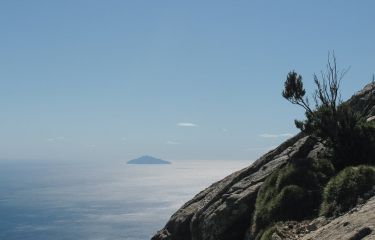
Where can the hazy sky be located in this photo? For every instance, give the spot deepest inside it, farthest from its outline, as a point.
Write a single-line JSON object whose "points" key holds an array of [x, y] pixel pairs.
{"points": [[113, 80]]}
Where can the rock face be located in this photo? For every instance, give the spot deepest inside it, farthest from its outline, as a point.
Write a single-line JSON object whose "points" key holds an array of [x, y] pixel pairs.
{"points": [[359, 223], [223, 211]]}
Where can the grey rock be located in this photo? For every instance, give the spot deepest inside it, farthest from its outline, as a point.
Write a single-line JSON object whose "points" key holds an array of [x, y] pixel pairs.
{"points": [[356, 225], [223, 211]]}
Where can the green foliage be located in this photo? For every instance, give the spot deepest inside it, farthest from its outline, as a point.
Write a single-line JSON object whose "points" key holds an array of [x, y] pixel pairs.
{"points": [[350, 136], [292, 192], [333, 123], [343, 190], [266, 234], [355, 140]]}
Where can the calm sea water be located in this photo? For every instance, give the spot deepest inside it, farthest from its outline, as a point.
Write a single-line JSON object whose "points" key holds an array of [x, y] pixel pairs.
{"points": [[106, 200]]}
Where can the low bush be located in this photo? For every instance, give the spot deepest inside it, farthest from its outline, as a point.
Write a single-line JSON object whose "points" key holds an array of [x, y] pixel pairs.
{"points": [[342, 191], [292, 192]]}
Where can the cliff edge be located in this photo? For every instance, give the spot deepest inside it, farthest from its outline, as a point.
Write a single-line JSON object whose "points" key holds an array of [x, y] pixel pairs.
{"points": [[224, 210]]}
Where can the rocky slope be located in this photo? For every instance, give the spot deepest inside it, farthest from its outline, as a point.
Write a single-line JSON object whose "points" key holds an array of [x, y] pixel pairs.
{"points": [[223, 211]]}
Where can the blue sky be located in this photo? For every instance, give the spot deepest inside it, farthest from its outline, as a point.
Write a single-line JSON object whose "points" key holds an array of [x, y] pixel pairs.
{"points": [[112, 80]]}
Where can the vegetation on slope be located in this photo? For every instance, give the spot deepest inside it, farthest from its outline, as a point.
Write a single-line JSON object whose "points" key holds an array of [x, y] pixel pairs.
{"points": [[343, 191], [305, 188]]}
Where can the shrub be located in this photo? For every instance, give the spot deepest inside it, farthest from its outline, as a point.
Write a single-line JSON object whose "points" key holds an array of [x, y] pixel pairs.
{"points": [[266, 234], [331, 122], [343, 190], [292, 192]]}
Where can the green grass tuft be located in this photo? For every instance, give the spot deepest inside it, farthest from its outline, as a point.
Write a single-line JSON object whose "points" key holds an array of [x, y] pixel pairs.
{"points": [[342, 191]]}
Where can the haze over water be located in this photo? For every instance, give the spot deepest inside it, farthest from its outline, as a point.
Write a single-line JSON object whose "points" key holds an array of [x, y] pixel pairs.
{"points": [[101, 200]]}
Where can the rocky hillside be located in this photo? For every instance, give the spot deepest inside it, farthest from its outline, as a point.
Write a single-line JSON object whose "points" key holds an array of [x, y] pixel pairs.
{"points": [[224, 210]]}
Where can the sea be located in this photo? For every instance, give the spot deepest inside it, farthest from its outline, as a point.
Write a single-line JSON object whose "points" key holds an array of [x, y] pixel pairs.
{"points": [[98, 200]]}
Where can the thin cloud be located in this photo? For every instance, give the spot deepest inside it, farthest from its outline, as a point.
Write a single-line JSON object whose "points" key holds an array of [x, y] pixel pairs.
{"points": [[172, 143], [269, 135], [187, 124], [250, 149], [55, 139]]}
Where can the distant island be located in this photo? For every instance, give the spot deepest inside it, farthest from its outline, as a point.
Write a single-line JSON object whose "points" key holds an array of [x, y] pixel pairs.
{"points": [[148, 160]]}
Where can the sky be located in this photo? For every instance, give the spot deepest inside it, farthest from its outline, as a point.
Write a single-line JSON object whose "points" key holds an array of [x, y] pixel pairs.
{"points": [[179, 80]]}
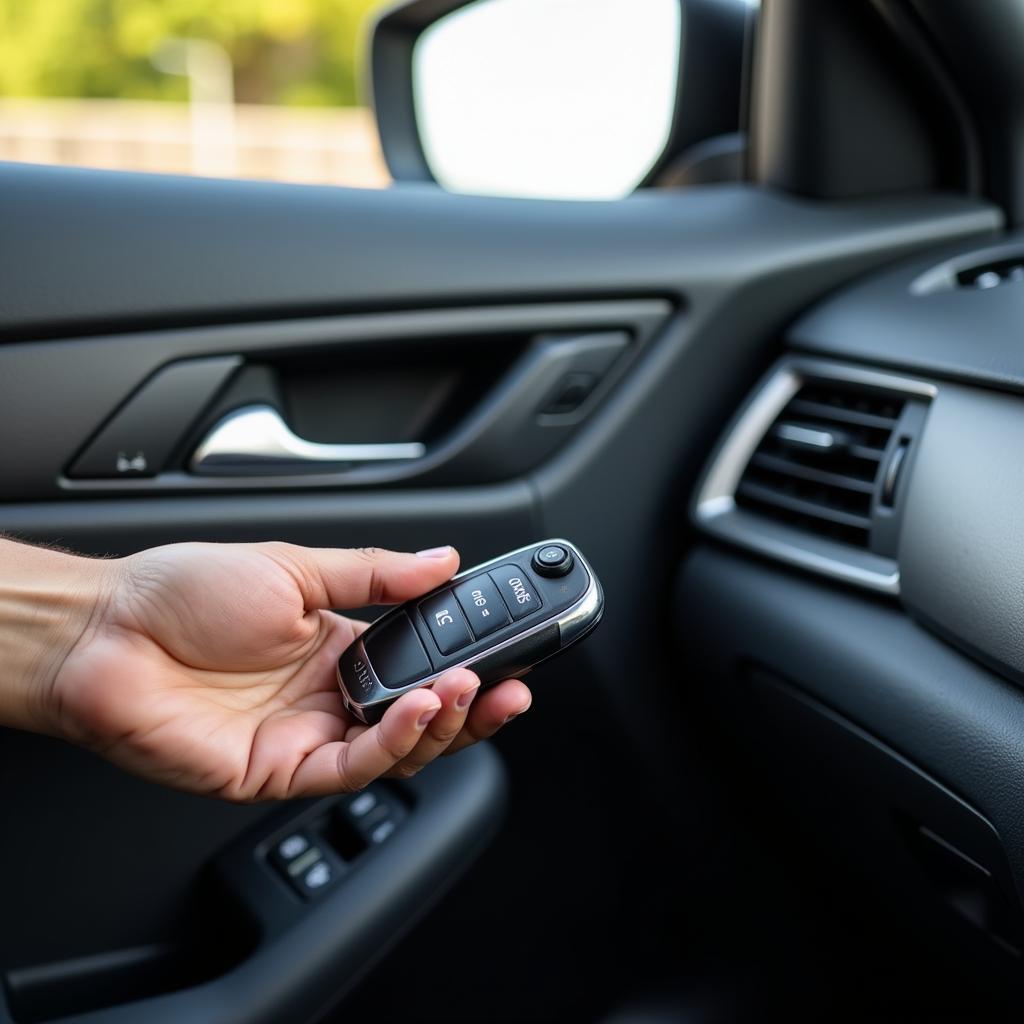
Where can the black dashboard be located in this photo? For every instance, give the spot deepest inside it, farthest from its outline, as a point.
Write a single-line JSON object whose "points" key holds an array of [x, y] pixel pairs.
{"points": [[871, 649]]}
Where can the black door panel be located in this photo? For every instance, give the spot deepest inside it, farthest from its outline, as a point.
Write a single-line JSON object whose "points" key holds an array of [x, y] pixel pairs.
{"points": [[701, 282]]}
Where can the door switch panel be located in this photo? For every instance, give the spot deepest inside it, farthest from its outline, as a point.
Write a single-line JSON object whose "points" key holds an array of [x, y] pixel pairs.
{"points": [[140, 437], [499, 619]]}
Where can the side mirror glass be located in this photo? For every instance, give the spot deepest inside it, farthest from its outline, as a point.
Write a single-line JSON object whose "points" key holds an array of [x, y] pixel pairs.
{"points": [[553, 98]]}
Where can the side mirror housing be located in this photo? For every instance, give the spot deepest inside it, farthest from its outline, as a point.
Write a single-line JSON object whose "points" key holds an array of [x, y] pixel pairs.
{"points": [[558, 98]]}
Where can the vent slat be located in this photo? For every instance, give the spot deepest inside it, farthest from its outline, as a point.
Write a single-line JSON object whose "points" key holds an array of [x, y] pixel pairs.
{"points": [[805, 472], [824, 488], [820, 411], [770, 496]]}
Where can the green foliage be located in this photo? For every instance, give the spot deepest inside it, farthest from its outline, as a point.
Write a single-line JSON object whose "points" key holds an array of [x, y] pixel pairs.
{"points": [[283, 51]]}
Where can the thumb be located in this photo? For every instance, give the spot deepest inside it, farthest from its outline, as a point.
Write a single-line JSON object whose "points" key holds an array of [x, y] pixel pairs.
{"points": [[351, 578]]}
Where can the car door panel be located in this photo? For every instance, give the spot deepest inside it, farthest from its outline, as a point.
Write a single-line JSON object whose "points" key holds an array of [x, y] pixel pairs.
{"points": [[702, 281]]}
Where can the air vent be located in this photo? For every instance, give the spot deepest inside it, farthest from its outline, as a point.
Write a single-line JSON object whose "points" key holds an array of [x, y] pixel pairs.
{"points": [[813, 469], [818, 466]]}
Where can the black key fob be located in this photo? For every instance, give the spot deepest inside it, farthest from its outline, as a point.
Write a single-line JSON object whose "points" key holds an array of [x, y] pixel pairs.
{"points": [[499, 619]]}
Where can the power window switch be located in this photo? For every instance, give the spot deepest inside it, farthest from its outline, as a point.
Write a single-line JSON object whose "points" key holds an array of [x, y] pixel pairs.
{"points": [[374, 814], [382, 830], [314, 879], [290, 849]]}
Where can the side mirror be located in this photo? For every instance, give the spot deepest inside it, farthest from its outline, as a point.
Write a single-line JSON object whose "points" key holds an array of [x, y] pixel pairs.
{"points": [[558, 98]]}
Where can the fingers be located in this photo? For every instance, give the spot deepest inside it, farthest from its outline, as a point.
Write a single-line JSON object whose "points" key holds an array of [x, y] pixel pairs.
{"points": [[491, 711], [345, 766], [341, 578], [456, 690]]}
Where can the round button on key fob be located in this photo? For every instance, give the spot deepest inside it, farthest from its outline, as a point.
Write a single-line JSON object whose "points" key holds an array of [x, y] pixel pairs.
{"points": [[499, 619]]}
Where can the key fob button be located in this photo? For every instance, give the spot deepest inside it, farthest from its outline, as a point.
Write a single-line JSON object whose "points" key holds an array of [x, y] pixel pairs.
{"points": [[395, 652], [445, 622], [517, 589], [482, 604], [553, 560]]}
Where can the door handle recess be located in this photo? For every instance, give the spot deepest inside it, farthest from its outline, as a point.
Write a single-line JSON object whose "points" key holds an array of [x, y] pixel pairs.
{"points": [[256, 440]]}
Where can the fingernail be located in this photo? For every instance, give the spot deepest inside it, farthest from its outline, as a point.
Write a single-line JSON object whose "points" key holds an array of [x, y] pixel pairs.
{"points": [[435, 552], [426, 717], [466, 697]]}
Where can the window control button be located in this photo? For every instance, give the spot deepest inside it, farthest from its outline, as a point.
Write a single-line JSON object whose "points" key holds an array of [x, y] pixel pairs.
{"points": [[360, 806], [382, 830], [482, 604], [292, 846], [315, 878], [517, 590], [445, 622]]}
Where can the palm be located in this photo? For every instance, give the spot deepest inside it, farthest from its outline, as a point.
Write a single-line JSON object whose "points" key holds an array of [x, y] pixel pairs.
{"points": [[212, 670]]}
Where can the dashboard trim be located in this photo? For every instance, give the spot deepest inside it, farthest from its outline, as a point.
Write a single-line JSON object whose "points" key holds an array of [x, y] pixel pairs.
{"points": [[715, 509]]}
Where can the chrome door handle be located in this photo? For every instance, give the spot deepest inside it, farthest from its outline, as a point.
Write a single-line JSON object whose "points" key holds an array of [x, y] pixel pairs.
{"points": [[256, 440]]}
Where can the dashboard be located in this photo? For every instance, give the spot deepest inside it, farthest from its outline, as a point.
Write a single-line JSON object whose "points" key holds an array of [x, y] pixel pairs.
{"points": [[858, 610]]}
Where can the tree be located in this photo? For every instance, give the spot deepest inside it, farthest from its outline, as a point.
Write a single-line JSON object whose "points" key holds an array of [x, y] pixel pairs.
{"points": [[283, 51]]}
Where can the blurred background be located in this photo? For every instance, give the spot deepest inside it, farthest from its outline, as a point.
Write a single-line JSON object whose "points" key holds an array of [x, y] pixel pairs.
{"points": [[269, 89]]}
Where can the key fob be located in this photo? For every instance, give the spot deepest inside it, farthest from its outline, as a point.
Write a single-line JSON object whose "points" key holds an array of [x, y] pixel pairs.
{"points": [[499, 619]]}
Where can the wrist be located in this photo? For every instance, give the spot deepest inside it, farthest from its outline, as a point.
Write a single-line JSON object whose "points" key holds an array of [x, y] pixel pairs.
{"points": [[49, 602]]}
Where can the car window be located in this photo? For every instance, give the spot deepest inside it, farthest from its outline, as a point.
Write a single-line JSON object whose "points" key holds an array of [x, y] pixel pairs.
{"points": [[232, 88]]}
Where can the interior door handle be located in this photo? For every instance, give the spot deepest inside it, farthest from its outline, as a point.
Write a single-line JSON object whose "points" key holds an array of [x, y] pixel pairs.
{"points": [[256, 440]]}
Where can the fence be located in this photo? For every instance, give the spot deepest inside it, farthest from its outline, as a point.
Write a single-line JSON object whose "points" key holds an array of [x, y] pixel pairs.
{"points": [[284, 143]]}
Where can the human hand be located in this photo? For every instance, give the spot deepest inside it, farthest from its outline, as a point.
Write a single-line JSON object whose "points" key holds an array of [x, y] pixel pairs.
{"points": [[211, 668]]}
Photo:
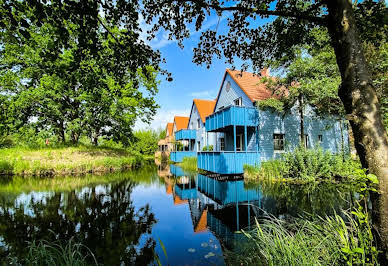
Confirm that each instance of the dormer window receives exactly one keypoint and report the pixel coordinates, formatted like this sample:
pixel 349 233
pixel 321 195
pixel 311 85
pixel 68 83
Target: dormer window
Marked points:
pixel 228 85
pixel 238 102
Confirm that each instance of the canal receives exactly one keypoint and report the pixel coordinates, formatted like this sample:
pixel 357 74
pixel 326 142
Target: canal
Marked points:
pixel 156 214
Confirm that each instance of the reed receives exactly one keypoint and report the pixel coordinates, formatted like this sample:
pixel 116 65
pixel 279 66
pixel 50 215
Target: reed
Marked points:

# # #

TASK GOAL ::
From the listing above, repeat exactly the lines starting at the line that includes "Where can the dashboard be" and ending at the line that includes "Where can the interior", with nothing outside that span.

ANSWER FOR THIS EXERCISE ::
Where can the dashboard be located in this photo? For every instance, give the spot deepest inside it, farthest from its outline, as a point.
Write a single-line JSON object whose "points" key holds an array of [x, y] pixel pairs.
{"points": [[858, 610]]}
Where can the tree be located in this photo? For every instance, give the spot deepest inside it, farthest from its outline, as a point.
Write a single-line JSON object whose "points" key holds an array of [x, y] pixel pairs.
{"points": [[283, 51]]}
Where can the blurred background be located in this photo? For every instance, give the spot deepest inside it, farthest from its outline, as a point.
Write a single-line JSON object whose "points" key holds an array of [x, y] pixel pairs.
{"points": [[269, 89]]}
Where can the key fob be located in this photo? For every instance, give the spot deepest inside it, farthest from its outline, as a point.
Write a single-line JSON object whose "points" key holds an array of [x, y] pixel pairs.
{"points": [[499, 619]]}
Where can the wrist be located in this photo? For every instance, give the spot deepest inside it, farthest from its outline, as a point.
Write a single-line JSON object whose "points" key holds an array of [x, y] pixel pairs.
{"points": [[49, 602]]}
Where can the car window be located in this photo? For every instance, give the spot deepest inside it, farthest from its outline, as a point.
Write a single-line JSON object whose "points" key holds an array of [x, y] pixel pairs.
{"points": [[232, 88]]}
Where can the interior door handle be located in this photo? For every instance, give the spot deepest inside it, farthest from its outline, as a point.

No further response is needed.